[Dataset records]
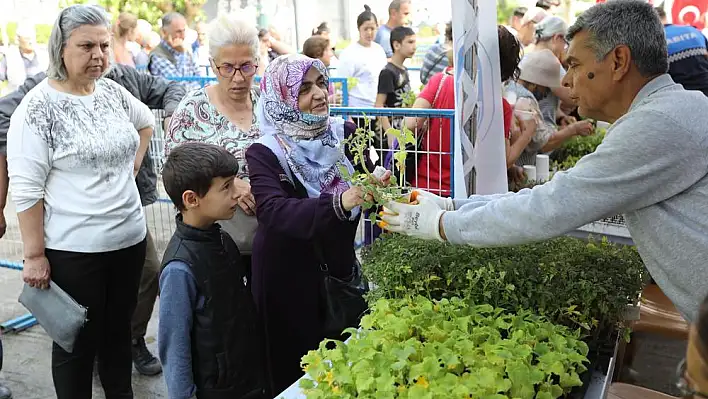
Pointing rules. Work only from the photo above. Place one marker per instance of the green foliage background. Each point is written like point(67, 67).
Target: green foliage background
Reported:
point(149, 10)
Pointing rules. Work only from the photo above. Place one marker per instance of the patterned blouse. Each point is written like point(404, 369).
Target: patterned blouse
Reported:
point(196, 119)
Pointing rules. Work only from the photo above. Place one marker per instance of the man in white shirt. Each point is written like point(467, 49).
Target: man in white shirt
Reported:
point(22, 60)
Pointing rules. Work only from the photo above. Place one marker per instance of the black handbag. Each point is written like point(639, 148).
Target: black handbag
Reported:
point(342, 300)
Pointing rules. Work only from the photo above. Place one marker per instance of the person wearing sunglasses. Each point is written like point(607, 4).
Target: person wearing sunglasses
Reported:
point(223, 113)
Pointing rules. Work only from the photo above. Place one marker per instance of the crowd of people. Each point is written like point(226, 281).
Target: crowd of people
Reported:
point(255, 173)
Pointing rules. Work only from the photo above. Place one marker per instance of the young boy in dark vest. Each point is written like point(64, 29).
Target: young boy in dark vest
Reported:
point(209, 338)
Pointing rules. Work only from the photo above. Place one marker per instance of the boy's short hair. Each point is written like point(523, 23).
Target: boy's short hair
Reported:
point(193, 166)
point(399, 34)
point(315, 46)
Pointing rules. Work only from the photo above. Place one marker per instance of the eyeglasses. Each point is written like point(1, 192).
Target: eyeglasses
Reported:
point(228, 71)
point(683, 385)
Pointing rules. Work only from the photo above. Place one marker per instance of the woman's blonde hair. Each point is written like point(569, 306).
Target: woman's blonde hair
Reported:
point(125, 23)
point(231, 29)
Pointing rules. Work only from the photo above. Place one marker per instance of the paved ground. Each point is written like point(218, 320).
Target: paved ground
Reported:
point(27, 372)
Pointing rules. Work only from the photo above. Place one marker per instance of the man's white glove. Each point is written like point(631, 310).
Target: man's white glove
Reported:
point(444, 203)
point(421, 220)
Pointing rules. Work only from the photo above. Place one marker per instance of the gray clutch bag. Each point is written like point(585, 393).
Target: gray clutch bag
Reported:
point(57, 312)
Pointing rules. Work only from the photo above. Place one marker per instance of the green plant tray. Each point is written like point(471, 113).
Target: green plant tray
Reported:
point(596, 380)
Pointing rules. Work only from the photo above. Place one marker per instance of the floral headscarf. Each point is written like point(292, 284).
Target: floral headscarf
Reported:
point(312, 144)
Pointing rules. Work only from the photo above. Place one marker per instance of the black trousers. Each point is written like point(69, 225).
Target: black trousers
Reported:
point(107, 284)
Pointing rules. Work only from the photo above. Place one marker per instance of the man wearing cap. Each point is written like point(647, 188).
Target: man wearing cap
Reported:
point(527, 31)
point(688, 54)
point(515, 20)
point(540, 74)
point(651, 167)
point(22, 60)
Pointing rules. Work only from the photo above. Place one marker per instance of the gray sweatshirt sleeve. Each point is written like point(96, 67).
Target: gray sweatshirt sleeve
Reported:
point(645, 158)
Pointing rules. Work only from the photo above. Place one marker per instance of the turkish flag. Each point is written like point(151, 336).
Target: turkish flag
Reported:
point(690, 12)
point(685, 12)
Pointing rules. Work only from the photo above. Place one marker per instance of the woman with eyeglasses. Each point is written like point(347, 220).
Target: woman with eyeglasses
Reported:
point(550, 35)
point(223, 113)
point(692, 373)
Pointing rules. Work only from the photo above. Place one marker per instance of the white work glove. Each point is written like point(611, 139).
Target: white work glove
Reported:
point(444, 203)
point(421, 220)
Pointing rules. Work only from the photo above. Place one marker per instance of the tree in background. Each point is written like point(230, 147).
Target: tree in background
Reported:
point(149, 10)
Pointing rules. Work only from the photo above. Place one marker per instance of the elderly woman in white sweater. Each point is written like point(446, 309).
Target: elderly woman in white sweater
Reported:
point(74, 146)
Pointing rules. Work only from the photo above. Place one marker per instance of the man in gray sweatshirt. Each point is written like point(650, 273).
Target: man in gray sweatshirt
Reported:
point(652, 166)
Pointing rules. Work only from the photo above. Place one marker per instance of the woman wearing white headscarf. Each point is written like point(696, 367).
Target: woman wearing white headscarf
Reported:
point(304, 206)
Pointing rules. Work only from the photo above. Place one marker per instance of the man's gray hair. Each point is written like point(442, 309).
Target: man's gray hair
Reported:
point(170, 17)
point(70, 19)
point(632, 23)
point(396, 5)
point(228, 30)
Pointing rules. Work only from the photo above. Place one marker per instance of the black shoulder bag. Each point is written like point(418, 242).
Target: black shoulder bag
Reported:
point(342, 300)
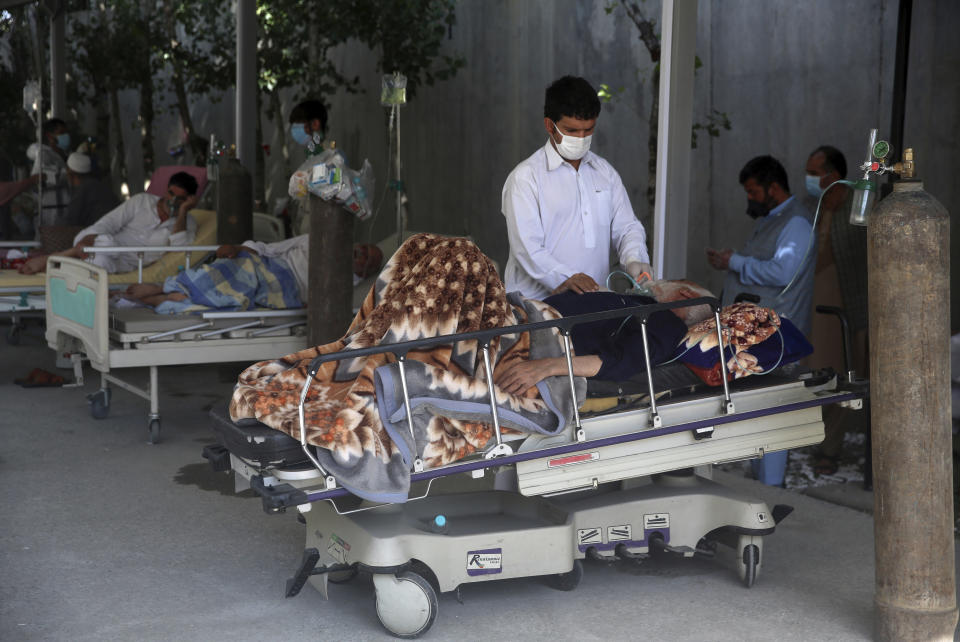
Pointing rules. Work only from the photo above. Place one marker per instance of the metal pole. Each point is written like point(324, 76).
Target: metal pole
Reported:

WHAT YOU NEED TO DO
Recast every line of the material above as a JSON list of strings, one string per line, omitting blank lines and the picture placeholders.

EXERCISE RESULT
[
  "Pointing rules. Work only from the photo above. Place one marker per instance of the green foliage background. Each point is written like point(67, 67).",
  "Target: green foliage background",
  "Reported:",
  "point(149, 10)",
  "Pointing rules. Work only from the photo above. Place one marker per instance of the patterned blouse. Each point is written like point(404, 369).",
  "Target: patterned blouse",
  "Reported:",
  "point(196, 119)",
  "Pointing rules. Work only from the photo above. Place one marker per instance of the man in white shirt. Each point is written like point(467, 49).",
  "Target: man in white shirt",
  "Reported:",
  "point(22, 60)",
  "Pointing rules. Work only from the photo above. Place one marker per instance of the black handbag. Each point is written like point(639, 148).",
  "Target: black handbag",
  "Reported:",
  "point(342, 300)",
  "Pointing rules. Work only from the photo above. Place one marker per instance of the person wearing sunglasses. Each point is written like point(607, 4).",
  "Target: person wearing sunglasses",
  "Reported:",
  "point(223, 113)",
  "Pointing rules. Work only from the photo above. Place one marker per instance of the crowd of people. Each point is written like point(226, 281).",
  "Target: crowd of people",
  "Reported:",
  "point(255, 173)",
  "Pointing rules. Work only from the photo above. Place one marker per instance of the young boy in dark vest. Each point is written like point(64, 29).",
  "Target: young boy in dark vest",
  "Reported:",
  "point(209, 338)",
  "Pointing rules. Work only from the photo above. Place one marker per instance of the boy's short hair. Each point is written like point(523, 23).",
  "Target: boy's short hair",
  "Reported:",
  "point(193, 166)",
  "point(399, 34)",
  "point(315, 46)",
  "Pointing rules. Work only from the photo above. Place one marker per instance of the eyeglasses. Each point is written like point(1, 192).",
  "Target: eyeglasses",
  "Reported:",
  "point(228, 71)",
  "point(683, 385)",
  "Pointing rules. Work only from the photo above. Place one marker per instance of the woman's blonde hair. Each point is written like point(569, 306).",
  "Target: woman's blonde hair",
  "Reported:",
  "point(125, 23)",
  "point(231, 29)",
  "Pointing rules. Work only from the photo above. Place one marker per instance of the paved ground. Each point is written like point(218, 320).",
  "Target: paved ground",
  "Reported:",
  "point(27, 372)",
  "Pointing rules. Work only from the photo above. Place one marker per instance of the man's white glove. Each point is written like point(631, 310).",
  "Target: man's white glove",
  "Reported:",
  "point(444, 203)",
  "point(421, 220)",
  "Pointing rules. Work only from the photo above. Place one marker per instance of the gray clutch bag. Each point is written like point(585, 393).",
  "Target: gray clutch bag",
  "Reported:",
  "point(57, 312)",
  "Pointing rules. Work only from the photo above. Place one marker per instance of the green plant tray. Each point is written like point(471, 113).",
  "Target: green plant tray",
  "Reported:",
  "point(596, 380)",
  "Pointing rules. Work only from the photo above. Place one marker per instance of the floral headscarf. Each point is written like point(292, 284).",
  "Target: floral headscarf",
  "Reported:",
  "point(312, 144)",
  "Pointing rules. Work only from the photo above. Place one marker per instance of the black trousers. Each point is written like point(69, 225).",
  "Target: black trousers",
  "Reported:",
  "point(107, 284)",
  "Pointing rules. Work only from the photo above. Place one marker per instance of the man wearing cap. Each point is written like point(647, 188).",
  "Target: man wearing cap",
  "Reported:",
  "point(527, 31)",
  "point(688, 54)",
  "point(515, 20)",
  "point(540, 74)",
  "point(651, 167)",
  "point(22, 60)",
  "Pointing rules. Work only from the photo above. Place one marker per instance of the gray sweatshirt sleeve. Each point is written like point(96, 67).",
  "Target: gray sweatshirt sleeve",
  "Reported:",
  "point(645, 158)",
  "Pointing rules. Work only from the photo above. Place one marker per instance of the turkish flag. Each point is written like point(151, 336).",
  "Target: turkish flag",
  "Reported:",
  "point(690, 12)",
  "point(685, 12)",
  "Pointing rules. Work only from the photo above. Place one marker per instance of the woman with eyeglasses. Each point is written like point(347, 220).",
  "Target: woman with eyeglasses",
  "Reported:",
  "point(550, 35)",
  "point(223, 113)",
  "point(692, 373)",
  "Pointing rules. Work only from the photo above. Place one marker per instance of the white work glove. Each point is written like point(611, 139).",
  "Target: white work glove",
  "Reported:",
  "point(444, 203)",
  "point(421, 220)",
  "Pointing rules. Work only from the photo above. Place one marker per instance of the tree in background. Each point is written like point(230, 147).",
  "Target: tree in background",
  "Reported:",
  "point(149, 10)",
  "Pointing rules. Work only from the photo above. Place one marker per instance of the elderly woman in white sweater. Each point is written like point(446, 309).",
  "Target: elderly woman in white sweater",
  "Reported:",
  "point(74, 146)",
  "Pointing rules. Work only from the photo above. Place one marker per instance of the man in gray sweatshirt. Each point is written like point(650, 273).",
  "Target: man in gray sweatshirt",
  "Reported:",
  "point(652, 166)",
  "Pointing rules. Work only from the photo above. Place one marker per instance of the woman wearing white headscarf. Each point is written like point(696, 367).",
  "Target: woman wearing white headscarf",
  "Reported:",
  "point(304, 206)",
  "Pointing rules. Work only from the photo above. Place one marker per instance of the man's gray hair. Each point is written like point(442, 309).",
  "Target: man's gray hair",
  "Reported:",
  "point(170, 17)",
  "point(70, 19)",
  "point(632, 23)",
  "point(396, 5)",
  "point(228, 30)",
  "Pointing rules. Work only from the photo above. Place one marker per instance of the black shoulder bag. Each point is written like point(418, 242).",
  "Target: black shoulder bag",
  "Reported:",
  "point(342, 300)",
  "Pointing rules. Work only from the photo above. Place one marker per instance of the metal pole. Each point is written like point(324, 76).",
  "Target: metal pole",
  "Reported:"
]